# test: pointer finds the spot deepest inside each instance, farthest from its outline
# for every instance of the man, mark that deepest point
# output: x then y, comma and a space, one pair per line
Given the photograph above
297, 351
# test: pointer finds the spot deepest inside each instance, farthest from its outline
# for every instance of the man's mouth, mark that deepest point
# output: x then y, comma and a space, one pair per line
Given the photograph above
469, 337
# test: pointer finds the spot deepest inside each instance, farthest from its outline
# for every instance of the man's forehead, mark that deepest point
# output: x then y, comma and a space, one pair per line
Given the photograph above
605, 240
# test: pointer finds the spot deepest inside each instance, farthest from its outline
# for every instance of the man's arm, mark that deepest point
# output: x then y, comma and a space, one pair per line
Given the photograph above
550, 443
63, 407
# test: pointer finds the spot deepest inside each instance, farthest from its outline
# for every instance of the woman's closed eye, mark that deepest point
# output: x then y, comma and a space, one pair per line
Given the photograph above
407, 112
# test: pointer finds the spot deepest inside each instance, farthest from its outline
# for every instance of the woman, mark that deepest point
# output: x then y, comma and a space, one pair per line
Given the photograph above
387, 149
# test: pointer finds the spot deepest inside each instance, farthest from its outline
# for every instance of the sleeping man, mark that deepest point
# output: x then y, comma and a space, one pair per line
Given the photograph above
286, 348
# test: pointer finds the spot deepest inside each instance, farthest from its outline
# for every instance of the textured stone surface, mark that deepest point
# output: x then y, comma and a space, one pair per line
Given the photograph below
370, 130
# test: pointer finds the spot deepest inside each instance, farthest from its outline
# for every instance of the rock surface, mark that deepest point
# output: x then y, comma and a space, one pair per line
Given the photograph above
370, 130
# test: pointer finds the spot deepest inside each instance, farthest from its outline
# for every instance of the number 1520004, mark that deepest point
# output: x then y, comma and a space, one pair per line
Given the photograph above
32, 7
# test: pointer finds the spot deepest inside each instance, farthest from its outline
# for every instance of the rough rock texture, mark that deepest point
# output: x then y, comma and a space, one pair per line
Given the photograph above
|---|
■ REQUIREMENTS: Print out all the entries precisely as written.

■ RESPONSE TO THIS TASK:
# test: pointer finds the spot deepest inside each instance, farthest from its outline
# for every instance of the man, mark that deepest point
# output: x then y, comma and a space, one pair per line
Given the photograph above
297, 351
# test: pointer finds the spot deepest inside each instance, farthest from its outline
# for every instance of the man's mouth, mark that deepest point
# output: x then y, comma and a space, one pair per line
Given the photograph above
469, 337
# test: pointer finds the spot deepest inside each instance, farthest from its outline
# for every instance of the man's forehead, mark that deepest point
# output: x then y, comma and a space, one pair per line
Given the photograph above
605, 240
# test: pointer finds the spot deepest inside each instance, farthest from its outline
# for every instance of the man's arm, mark that deepest point
# output: x then y, comma and a space, one pair per line
Given the photograph above
550, 443
63, 407
# test: pointer finds the spot deepest inside each instance, farthest from its outline
# for every instance of the woman's closed eye, mark that deepest point
# output: x then y, comma and a space, one pair per line
Given the photograph above
407, 112
# test: pointer finds the spot deepest inside each instance, farthest from its outline
# for every instance of the woman, mark that deepest point
# output: x then y, comma and a space, one pair per line
Given the photograph above
387, 149
# test: pointer finds the spot deepest inside each instance, farthest from its outline
# for every instance of the sleeping man, mark that deepest point
# output: x then y, comma and a space, one pair per line
Given the photograph above
286, 348
# test: pointer finds the spot deepest inside each instance, farthest from its outline
# for every instance of the textured stone surface, mark that deepest point
# output: x then y, comma and a space, one pair per line
Given the photograph below
370, 130
# test: pointer finds the spot deepest inside each instance, farthest from its outline
# for every instance of the rock surface, mark that deepest point
# output: x then y, comma and a space, one pair per line
Given the photograph above
370, 130
# test: pointer finds the spot deepest inside each instance, farthest from its outline
# for every instance of the number 1520004, mark that deepest point
# output: x then y, comma and a space, one pair per line
Given the photograph above
32, 7
# test: pointer finds the spot deepest inside each instance, farthest from its outline
# for every instance of the rough rock texture, mark that deepest point
# output: x then y, comma and a space, one pair per line
Given the photograph above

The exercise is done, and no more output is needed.